Directions:
Rewrite the records from the beginning up to and including the line with "338), (549, 332)]", changing "white frame" to "black frame" and leaving everything else as it is.

═══

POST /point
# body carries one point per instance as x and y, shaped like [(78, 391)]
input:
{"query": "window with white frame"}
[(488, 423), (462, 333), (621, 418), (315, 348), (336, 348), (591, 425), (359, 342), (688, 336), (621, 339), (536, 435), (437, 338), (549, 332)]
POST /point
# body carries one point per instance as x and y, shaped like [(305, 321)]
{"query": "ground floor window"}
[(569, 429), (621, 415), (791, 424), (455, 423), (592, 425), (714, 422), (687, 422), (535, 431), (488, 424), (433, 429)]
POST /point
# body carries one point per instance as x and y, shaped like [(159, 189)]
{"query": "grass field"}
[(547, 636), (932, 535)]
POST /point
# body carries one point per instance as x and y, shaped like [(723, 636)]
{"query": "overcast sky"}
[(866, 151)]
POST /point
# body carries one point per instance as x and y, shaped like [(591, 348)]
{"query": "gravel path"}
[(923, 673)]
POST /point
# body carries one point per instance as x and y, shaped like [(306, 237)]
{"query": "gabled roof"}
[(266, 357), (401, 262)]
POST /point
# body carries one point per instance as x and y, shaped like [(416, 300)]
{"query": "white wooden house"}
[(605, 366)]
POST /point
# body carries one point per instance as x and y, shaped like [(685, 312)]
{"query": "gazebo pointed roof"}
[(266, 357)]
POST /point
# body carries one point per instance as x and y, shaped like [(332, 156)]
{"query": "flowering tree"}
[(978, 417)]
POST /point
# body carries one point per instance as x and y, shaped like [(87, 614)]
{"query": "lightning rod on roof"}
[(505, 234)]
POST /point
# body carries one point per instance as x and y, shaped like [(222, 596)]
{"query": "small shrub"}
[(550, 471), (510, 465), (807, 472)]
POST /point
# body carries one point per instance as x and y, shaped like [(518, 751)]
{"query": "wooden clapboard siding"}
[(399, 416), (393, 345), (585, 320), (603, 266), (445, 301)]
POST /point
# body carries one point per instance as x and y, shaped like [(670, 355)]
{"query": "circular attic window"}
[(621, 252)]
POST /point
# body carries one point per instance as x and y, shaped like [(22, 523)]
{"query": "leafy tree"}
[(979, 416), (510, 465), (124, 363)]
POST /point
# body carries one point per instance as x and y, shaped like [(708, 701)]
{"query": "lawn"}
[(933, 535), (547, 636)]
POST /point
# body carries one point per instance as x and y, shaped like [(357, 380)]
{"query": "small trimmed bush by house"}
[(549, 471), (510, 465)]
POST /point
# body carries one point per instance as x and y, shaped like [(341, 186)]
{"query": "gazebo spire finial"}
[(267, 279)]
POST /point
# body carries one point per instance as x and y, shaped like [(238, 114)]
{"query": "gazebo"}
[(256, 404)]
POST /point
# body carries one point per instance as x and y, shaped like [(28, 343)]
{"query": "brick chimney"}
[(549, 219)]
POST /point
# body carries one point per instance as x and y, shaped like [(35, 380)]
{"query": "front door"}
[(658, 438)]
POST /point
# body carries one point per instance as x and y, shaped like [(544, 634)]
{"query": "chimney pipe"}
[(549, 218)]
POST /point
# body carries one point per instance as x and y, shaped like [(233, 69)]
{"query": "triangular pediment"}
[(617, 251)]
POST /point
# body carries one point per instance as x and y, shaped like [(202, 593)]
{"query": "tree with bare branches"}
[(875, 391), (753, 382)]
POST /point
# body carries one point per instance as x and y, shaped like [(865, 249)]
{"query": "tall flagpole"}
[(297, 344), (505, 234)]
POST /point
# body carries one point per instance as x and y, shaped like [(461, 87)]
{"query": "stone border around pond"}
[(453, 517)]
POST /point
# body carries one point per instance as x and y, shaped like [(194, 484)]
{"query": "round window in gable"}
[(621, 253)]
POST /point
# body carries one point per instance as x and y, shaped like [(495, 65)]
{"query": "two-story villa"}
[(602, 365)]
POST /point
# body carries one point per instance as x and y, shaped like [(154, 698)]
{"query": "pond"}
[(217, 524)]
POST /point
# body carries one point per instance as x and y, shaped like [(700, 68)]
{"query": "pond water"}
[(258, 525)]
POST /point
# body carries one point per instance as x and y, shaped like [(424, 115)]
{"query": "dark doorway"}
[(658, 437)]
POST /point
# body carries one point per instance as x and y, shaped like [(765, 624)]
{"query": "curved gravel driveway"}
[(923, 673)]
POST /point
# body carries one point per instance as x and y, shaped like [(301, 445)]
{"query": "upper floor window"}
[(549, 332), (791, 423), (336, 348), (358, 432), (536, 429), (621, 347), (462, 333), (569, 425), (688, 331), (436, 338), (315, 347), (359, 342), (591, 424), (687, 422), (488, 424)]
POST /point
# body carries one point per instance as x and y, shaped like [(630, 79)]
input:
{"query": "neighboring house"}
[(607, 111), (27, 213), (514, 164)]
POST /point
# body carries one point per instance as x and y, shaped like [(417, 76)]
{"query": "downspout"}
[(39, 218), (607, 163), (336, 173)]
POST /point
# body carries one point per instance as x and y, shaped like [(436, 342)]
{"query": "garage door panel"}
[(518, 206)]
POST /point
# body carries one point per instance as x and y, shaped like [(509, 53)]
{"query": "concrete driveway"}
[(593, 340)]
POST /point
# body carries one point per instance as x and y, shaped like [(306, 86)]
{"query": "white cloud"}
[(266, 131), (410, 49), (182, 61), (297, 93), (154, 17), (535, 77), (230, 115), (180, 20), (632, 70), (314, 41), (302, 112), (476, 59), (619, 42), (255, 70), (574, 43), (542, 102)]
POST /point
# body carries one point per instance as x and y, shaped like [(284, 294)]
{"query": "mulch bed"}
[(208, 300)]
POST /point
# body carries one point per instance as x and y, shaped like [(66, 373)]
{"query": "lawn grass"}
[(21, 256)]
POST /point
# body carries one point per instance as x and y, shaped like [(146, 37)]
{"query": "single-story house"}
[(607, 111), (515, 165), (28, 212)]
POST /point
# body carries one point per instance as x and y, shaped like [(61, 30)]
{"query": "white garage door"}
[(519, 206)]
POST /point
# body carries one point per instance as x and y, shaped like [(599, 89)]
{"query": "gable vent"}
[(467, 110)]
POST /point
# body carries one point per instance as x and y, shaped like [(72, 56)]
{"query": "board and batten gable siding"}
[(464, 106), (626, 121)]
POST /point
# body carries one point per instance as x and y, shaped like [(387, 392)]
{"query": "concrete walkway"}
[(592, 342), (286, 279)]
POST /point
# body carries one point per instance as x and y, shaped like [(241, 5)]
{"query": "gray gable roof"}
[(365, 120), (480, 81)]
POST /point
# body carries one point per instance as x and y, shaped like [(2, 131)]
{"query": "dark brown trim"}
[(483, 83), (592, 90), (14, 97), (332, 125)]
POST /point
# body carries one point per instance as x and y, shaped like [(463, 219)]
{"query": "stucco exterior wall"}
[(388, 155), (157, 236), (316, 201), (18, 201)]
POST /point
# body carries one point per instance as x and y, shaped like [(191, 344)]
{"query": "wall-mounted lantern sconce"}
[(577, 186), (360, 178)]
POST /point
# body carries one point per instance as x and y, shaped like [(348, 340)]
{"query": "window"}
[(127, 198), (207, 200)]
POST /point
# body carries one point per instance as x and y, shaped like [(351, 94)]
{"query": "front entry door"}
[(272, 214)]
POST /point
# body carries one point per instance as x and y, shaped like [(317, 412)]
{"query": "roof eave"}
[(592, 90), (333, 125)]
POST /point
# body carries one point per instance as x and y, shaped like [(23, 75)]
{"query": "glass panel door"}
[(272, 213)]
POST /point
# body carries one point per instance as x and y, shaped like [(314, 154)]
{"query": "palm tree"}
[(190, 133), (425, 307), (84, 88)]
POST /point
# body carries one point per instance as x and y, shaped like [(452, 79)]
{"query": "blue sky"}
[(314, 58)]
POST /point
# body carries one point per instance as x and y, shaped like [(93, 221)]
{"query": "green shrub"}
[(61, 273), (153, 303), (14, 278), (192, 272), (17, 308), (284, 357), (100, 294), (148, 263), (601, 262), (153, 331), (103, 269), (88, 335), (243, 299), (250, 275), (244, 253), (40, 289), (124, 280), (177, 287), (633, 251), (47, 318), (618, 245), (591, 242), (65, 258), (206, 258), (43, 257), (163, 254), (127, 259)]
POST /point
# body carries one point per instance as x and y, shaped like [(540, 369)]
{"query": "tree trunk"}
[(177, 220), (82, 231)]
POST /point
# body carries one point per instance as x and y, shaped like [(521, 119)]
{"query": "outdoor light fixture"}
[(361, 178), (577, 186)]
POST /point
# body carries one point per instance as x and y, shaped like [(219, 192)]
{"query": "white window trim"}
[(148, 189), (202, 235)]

═══

Result of this exercise:
POST /point
# body carries one point per instance as x and y, shaped like [(78, 391)]
input:
{"query": "window with black frame"}
[(488, 423), (462, 333), (621, 418), (315, 348), (336, 348), (591, 425), (359, 342), (688, 336), (621, 339), (536, 435), (437, 338), (549, 332)]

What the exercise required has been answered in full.